## REQUIRED ACTION
In the records below, find the line containing "TARGET: green ivy" and the line containing "TARGET: overcast cloud"; please repeat exactly the lines from one to the other, both included, and nothing more.

○ ○ ○ ○ ○

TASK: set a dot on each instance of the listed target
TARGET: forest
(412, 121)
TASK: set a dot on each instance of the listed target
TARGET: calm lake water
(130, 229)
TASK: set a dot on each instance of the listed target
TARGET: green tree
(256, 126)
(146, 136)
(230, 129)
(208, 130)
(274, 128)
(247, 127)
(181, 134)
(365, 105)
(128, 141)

○ ○ ○ ○ ○

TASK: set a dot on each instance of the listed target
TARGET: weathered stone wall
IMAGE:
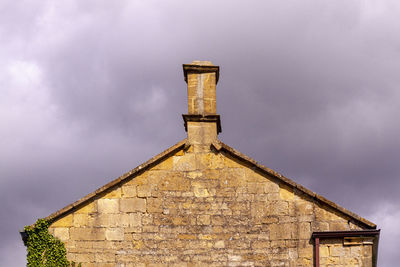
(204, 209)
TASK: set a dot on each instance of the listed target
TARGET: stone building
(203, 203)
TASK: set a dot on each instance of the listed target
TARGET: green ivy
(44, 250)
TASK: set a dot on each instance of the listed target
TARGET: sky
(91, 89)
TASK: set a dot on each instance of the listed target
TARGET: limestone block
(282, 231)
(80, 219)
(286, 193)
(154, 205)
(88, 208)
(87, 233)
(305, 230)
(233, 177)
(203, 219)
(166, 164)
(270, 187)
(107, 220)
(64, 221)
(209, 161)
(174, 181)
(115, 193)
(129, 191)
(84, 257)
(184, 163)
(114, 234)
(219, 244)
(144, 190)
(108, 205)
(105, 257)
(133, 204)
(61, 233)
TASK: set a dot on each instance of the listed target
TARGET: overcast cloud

○ ○ ○ ○ ○

## ANSWER TO THIS EXERCISE
TARGET: green ivy
(44, 250)
TASK: set a dot on each instance of the listed target
TARGET: sky
(91, 89)
TASK: set a dot on each instance of the listed target
TARGET: limestone block
(282, 231)
(80, 219)
(286, 193)
(154, 205)
(88, 208)
(87, 233)
(305, 230)
(233, 177)
(203, 219)
(166, 164)
(270, 187)
(107, 220)
(64, 221)
(209, 161)
(174, 181)
(115, 193)
(129, 191)
(84, 257)
(184, 163)
(114, 234)
(219, 244)
(144, 190)
(108, 205)
(105, 257)
(133, 204)
(61, 233)
TASK: set a dot on each instance of the listed target
TARGET: overcast cloud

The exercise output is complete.